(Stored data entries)
------------------------------------------------------------------------
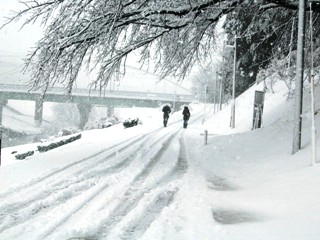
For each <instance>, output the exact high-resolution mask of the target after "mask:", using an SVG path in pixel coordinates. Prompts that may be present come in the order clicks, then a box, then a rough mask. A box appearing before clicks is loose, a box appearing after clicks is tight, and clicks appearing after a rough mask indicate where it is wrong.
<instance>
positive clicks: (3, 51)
mask: <svg viewBox="0 0 320 240" xmlns="http://www.w3.org/2000/svg"><path fill="white" fill-rule="evenodd" d="M22 7H23V5H22V4H21V3H20V4H19V3H18V0H0V25H2V24H3V23H4V22H5V21H6V19H5V17H7V16H11V15H12V12H11V11H17V10H18V9H21V8H22ZM22 24H23V21H18V22H17V23H15V22H14V23H11V24H10V25H8V26H6V27H5V28H3V29H1V30H0V55H7V54H10V55H23V54H26V53H27V52H28V50H29V49H30V48H31V47H32V46H33V45H34V44H35V43H36V41H37V40H38V39H40V38H41V36H42V34H41V28H40V27H39V25H38V26H36V25H28V26H26V27H24V28H23V29H21V26H22Z"/></svg>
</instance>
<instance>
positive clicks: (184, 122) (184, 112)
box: [182, 106, 190, 128]
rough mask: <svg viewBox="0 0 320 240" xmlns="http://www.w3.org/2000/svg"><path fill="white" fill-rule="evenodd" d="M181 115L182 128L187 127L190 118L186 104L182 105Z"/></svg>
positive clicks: (188, 109) (185, 127)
------------------------------------------------------------------------
■ Work instruction ■
Exclude the pictures, then retype every record exactly.

■ Answer to this task ■
For each <instance>, output the exact high-resolution mask of the target after "mask:", using an SVG path in pixel coordinates. Prompts that may be present come in the order clicks, then a box, then a rough mask. A box appearing before clicks is loose, a box appearing after clicks is tight, and clicks appearing after a rough mask indicate where it is wrong.
<instance>
positive clicks: (3, 51)
mask: <svg viewBox="0 0 320 240" xmlns="http://www.w3.org/2000/svg"><path fill="white" fill-rule="evenodd" d="M22 7H23V5H22V4H21V3H20V4H19V3H18V0H0V25H2V24H3V23H4V22H5V21H6V19H5V17H7V16H11V15H12V12H11V11H17V10H18V9H21V8H22ZM22 24H23V21H18V22H17V23H15V22H14V23H11V24H10V25H8V26H6V27H5V28H3V29H1V30H0V55H7V54H10V55H23V54H26V53H27V52H28V50H29V49H30V48H31V47H32V46H33V45H34V44H35V43H36V41H37V40H38V39H40V38H41V36H42V34H41V28H40V27H39V25H38V26H36V25H28V26H26V27H24V28H23V29H21V26H22Z"/></svg>
</instance>
<instance>
positive clicks: (184, 122) (184, 112)
box: [182, 106, 190, 128]
rough mask: <svg viewBox="0 0 320 240" xmlns="http://www.w3.org/2000/svg"><path fill="white" fill-rule="evenodd" d="M181 115L182 128L187 127L190 118L186 104L182 105Z"/></svg>
positive clicks: (188, 109) (185, 127)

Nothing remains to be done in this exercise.